[Object point labels]

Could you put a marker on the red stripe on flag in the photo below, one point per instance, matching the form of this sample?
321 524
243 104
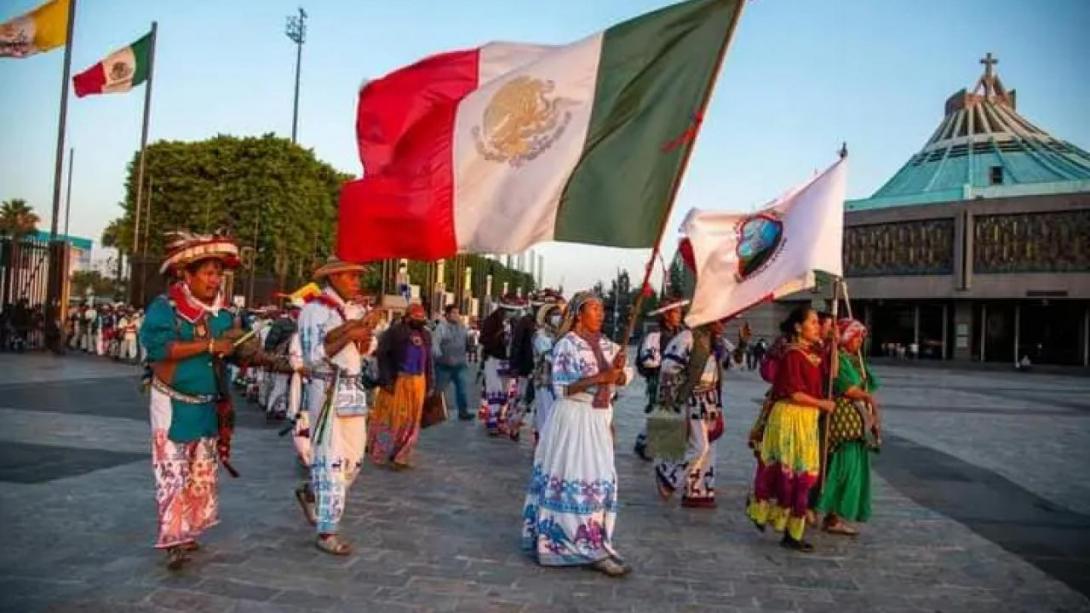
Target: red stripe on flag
403 206
89 81
382 217
391 106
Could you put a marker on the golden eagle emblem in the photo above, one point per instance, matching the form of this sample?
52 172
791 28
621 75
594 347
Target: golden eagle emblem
120 71
520 122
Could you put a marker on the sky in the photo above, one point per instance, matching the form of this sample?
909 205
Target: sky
800 77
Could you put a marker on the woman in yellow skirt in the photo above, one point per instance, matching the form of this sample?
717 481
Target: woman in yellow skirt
790 453
406 376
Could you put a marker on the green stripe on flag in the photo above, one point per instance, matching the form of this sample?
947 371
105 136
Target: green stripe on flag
142 50
653 75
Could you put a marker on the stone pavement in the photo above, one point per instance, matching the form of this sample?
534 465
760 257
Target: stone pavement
981 504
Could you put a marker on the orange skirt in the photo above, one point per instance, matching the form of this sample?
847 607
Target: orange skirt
394 425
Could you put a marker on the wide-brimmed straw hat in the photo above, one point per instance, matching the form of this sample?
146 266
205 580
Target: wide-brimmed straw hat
184 248
335 265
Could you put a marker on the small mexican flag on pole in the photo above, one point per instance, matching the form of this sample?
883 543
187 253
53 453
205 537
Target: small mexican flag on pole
119 72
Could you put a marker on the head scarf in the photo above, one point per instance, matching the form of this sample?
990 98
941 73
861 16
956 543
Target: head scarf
571 311
848 329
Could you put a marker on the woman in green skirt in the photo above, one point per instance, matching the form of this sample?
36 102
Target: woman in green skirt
846 491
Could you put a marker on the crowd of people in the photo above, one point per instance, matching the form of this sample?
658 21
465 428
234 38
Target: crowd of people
354 383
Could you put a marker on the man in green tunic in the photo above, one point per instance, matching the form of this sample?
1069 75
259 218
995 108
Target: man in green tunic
188 332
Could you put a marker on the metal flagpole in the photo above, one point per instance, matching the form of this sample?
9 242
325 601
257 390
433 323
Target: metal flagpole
143 136
147 218
56 269
677 179
68 199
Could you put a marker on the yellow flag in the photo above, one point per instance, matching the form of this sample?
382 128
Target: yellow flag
41 29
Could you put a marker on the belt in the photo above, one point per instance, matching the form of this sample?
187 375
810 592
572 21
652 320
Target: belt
181 396
329 376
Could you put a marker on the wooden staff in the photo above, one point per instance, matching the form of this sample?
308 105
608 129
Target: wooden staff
832 380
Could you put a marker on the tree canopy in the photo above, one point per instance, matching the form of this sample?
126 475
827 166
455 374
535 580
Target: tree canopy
17 219
265 190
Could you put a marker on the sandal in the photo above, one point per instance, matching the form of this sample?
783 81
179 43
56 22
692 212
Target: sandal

What is needed
Locate the line with "Could you put a marker on the yellow" in the entries above; extract it and every line after it, verbatim.

Solution to this task
Could you put a marker on the yellow flag in the photo above, one point per instance, matching the form of this sample?
382 128
Target: yellow flag
41 29
Could you put a marker on the belt in the photo above, one point per instance, matching the form of this sample?
187 375
810 592
572 21
652 320
Target: belt
181 396
329 376
Could you put a marker on the wooden staff in the photo above, one point per instance, matching the form of this sample?
308 105
608 129
Target: wooden staff
832 380
Could you put a marker on the tree canopy in the photo above, one point per instance, matching the form of this sample?
126 475
827 166
455 374
535 580
Target: tree canopy
17 219
265 190
Could you put a marker on the sandal in the photo above, one point per instance, matching the form of this sample?
783 81
179 43
56 22
692 212
Target: sandal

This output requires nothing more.